* INSTRUCTIONS FOR THE TASK: Look through the data below. Show each line where the string "with" occurs.

[Collected data entries]
◆ ◆ ◆

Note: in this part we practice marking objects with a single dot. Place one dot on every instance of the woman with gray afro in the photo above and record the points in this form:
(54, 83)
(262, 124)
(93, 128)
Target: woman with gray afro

◆ ◆ ◆

* RESPONSE TO THE EXERCISE:
Note: in this part we practice marking objects with a single dot. Place one dot on every instance of the woman with gray afro in the photo above and record the points in this form:
Target: woman with gray afro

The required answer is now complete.